EXERCISE OBJECTIVE: Quote, exactly, the line holding "Task: mark one dot on every instance of the dog's eye" and all lines after it to the end of the records below. Exclude pictures.

[Location identification entries]

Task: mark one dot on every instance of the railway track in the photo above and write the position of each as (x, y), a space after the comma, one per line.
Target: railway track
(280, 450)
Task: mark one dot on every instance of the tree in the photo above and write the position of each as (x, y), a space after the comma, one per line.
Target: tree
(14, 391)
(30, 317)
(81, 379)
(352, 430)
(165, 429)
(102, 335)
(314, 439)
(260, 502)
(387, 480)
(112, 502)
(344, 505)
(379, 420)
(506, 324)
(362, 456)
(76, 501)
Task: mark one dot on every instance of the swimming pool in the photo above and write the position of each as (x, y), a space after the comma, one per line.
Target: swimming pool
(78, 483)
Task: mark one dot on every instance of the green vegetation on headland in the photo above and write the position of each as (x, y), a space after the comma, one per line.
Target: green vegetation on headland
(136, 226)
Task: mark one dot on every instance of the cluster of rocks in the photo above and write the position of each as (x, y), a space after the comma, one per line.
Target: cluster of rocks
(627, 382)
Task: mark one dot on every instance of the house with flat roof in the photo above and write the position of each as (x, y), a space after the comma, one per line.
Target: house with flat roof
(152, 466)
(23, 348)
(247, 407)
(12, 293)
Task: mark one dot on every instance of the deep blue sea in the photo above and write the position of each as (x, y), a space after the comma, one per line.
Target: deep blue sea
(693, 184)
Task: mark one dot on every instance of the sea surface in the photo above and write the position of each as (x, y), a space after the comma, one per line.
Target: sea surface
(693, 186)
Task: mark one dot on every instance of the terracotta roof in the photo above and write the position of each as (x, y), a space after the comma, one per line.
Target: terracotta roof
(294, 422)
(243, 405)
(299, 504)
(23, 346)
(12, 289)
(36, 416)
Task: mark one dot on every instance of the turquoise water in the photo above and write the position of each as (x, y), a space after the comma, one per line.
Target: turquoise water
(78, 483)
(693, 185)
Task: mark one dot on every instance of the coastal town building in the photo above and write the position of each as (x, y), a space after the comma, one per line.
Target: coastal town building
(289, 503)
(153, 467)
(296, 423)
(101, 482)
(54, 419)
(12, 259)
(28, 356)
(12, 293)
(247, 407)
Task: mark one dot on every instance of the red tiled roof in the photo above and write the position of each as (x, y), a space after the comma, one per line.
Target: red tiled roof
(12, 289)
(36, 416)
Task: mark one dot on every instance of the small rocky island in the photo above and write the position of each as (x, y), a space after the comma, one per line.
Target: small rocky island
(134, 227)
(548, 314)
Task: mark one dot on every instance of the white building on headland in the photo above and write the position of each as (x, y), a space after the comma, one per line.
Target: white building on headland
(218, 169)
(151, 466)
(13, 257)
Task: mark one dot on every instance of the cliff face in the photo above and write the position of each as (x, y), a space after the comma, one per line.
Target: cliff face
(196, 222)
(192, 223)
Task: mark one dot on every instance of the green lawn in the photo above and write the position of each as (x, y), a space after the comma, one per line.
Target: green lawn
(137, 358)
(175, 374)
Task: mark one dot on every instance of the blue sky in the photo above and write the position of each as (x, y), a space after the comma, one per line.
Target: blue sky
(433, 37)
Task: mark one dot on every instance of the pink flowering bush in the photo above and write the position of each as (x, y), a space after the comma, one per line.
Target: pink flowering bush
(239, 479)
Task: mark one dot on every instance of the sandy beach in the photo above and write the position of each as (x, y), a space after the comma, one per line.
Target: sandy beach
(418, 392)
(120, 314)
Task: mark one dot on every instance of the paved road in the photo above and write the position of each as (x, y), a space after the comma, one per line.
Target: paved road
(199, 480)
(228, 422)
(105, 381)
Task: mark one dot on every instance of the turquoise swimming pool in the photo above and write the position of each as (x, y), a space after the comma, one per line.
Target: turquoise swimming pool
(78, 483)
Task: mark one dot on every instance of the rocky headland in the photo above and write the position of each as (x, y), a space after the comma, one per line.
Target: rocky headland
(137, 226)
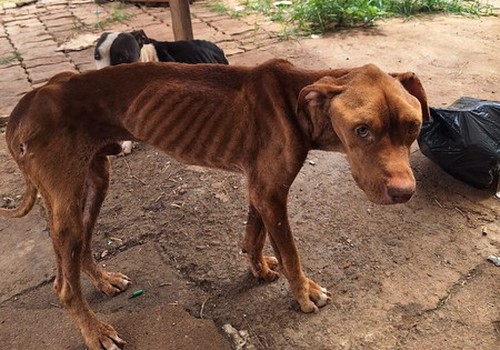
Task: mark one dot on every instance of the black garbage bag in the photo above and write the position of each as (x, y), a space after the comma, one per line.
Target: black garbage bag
(464, 140)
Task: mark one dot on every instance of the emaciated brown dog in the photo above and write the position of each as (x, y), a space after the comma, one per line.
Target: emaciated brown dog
(259, 121)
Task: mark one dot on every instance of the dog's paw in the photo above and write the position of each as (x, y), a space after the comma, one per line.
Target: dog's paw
(113, 283)
(127, 147)
(266, 269)
(315, 297)
(103, 336)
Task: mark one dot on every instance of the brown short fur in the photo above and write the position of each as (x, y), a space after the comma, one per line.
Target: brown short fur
(259, 121)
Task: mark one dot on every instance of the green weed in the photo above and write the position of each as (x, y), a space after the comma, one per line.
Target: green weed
(316, 16)
(118, 14)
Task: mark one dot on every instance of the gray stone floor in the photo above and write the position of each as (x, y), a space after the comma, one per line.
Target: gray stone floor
(33, 37)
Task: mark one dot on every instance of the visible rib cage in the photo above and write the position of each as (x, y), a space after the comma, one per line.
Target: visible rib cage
(197, 127)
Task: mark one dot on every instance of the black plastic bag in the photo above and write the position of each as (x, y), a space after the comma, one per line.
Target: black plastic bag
(464, 140)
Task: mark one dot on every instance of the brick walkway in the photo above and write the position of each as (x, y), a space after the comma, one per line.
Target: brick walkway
(31, 37)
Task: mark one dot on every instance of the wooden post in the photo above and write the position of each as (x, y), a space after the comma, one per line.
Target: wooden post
(181, 19)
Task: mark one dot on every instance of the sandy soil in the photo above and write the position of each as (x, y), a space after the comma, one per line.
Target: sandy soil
(411, 276)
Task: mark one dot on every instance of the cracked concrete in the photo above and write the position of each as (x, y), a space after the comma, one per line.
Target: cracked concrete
(406, 277)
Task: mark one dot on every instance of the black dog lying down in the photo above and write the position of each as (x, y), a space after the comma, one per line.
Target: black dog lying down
(121, 47)
(127, 47)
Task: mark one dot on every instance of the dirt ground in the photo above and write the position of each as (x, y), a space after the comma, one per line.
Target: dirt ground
(411, 276)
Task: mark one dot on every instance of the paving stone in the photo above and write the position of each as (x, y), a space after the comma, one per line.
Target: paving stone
(44, 73)
(5, 47)
(60, 22)
(11, 93)
(85, 67)
(36, 45)
(7, 20)
(160, 32)
(232, 26)
(47, 51)
(54, 16)
(44, 61)
(83, 57)
(9, 74)
(163, 15)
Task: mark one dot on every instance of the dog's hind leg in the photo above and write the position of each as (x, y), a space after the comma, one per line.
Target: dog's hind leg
(96, 187)
(68, 236)
(263, 267)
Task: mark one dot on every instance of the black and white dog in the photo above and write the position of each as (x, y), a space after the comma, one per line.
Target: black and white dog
(128, 47)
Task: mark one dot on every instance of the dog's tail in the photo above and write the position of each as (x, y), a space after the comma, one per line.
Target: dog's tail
(26, 205)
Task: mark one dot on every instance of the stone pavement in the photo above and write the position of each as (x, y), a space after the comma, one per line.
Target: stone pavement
(33, 37)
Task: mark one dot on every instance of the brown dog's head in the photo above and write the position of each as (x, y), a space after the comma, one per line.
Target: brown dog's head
(376, 117)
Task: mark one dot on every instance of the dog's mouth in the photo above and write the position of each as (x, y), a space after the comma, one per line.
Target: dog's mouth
(395, 192)
(390, 192)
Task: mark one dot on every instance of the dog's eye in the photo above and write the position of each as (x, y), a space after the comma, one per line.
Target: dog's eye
(362, 131)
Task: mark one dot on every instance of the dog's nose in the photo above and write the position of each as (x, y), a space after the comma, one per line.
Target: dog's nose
(400, 193)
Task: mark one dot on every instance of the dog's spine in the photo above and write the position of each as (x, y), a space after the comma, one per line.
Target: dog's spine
(26, 205)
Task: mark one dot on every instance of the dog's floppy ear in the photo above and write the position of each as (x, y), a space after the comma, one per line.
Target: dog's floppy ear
(413, 85)
(141, 37)
(318, 94)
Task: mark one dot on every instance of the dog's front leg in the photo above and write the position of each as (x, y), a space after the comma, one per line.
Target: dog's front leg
(263, 267)
(271, 206)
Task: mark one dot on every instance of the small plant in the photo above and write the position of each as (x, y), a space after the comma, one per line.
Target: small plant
(4, 60)
(117, 15)
(313, 16)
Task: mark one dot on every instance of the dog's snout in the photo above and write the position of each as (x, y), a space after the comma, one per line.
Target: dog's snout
(400, 192)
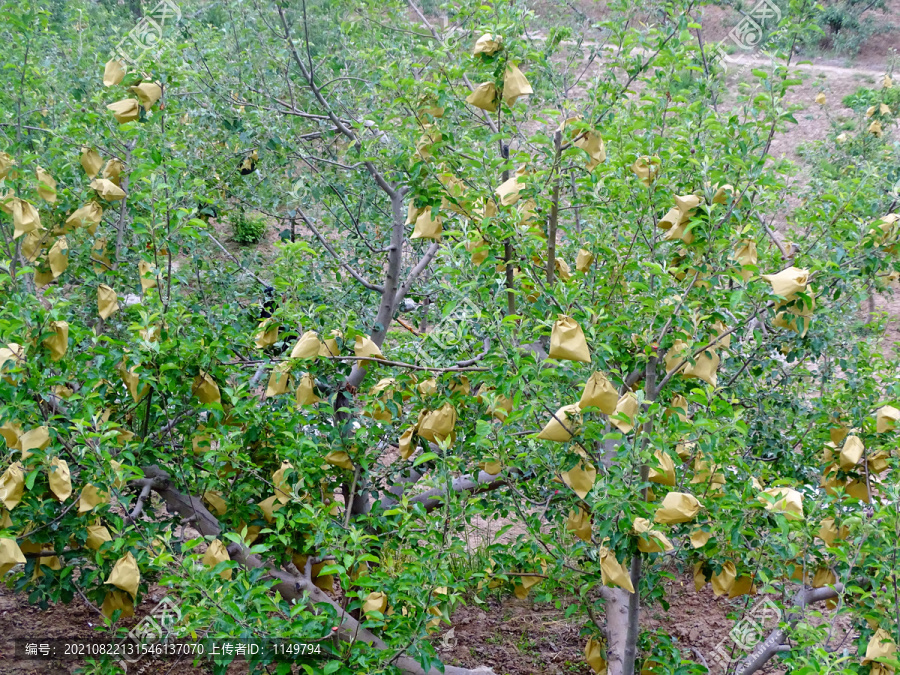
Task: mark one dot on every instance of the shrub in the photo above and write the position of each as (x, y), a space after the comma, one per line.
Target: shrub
(248, 228)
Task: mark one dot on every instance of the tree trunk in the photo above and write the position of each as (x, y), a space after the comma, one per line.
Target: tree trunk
(618, 607)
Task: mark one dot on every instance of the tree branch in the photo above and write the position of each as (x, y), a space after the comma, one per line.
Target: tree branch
(290, 586)
(766, 649)
(338, 123)
(334, 254)
(426, 258)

EXERCISE OUTPUT:
Task: mark one dot on every instance of the dog's eye in the photo above and write the position of each as (x, y), a space after the comma, one per line.
Target: dog's eye
(362, 131)
Task: mark one dot on every instance of the dog's nose in the photo above and write the position of each as (x, y), a space after the comma, one per line.
Target: dog's nose
(400, 193)
Task: mark one dot on every instance of the dog's spine in the photo above and write the position of each as (x, y), a space after the comma, one per line.
Target: dog's spine
(26, 205)
Task: mark one dot on every instance of the dog's floppy ear in the photo above and write the position of each as (x, y), a space after the comma, one per line.
Target: dog's floppy ear
(413, 85)
(141, 37)
(318, 94)
Task: mark one dot on every instance of the dog's front leg in the photo above and write the position of each as (x, y), a space after the comma, one per line.
Target: dog's front leg
(263, 267)
(271, 206)
Task: mark one dot on every instance of the small plant in the photo above and write the position of each as (x, y), a space after the comma, one per line.
Target: small plant
(4, 60)
(117, 15)
(313, 16)
Task: mark one dot on every instance of the dog's snout in the photo above and write the position of each as (x, y), a space after the comma, one per line.
Target: dog's snout
(400, 192)
Task: mark one dot on every instance of the shrub in the photo above and write the position of each as (x, y), a space after the comma, one per line.
Target: shrub
(248, 228)
Task: mark one dot on every instance of the tree trunk in the photo above and write the position of each as (x, y), a space after the comma, one per line.
Target: tree trunk
(618, 607)
Task: mark one dot on every instance of the tree branch in the photo above and write the position of each as (x, y), a space after the comma, one per line.
Target: tree branch
(290, 586)
(766, 649)
(338, 123)
(334, 254)
(426, 258)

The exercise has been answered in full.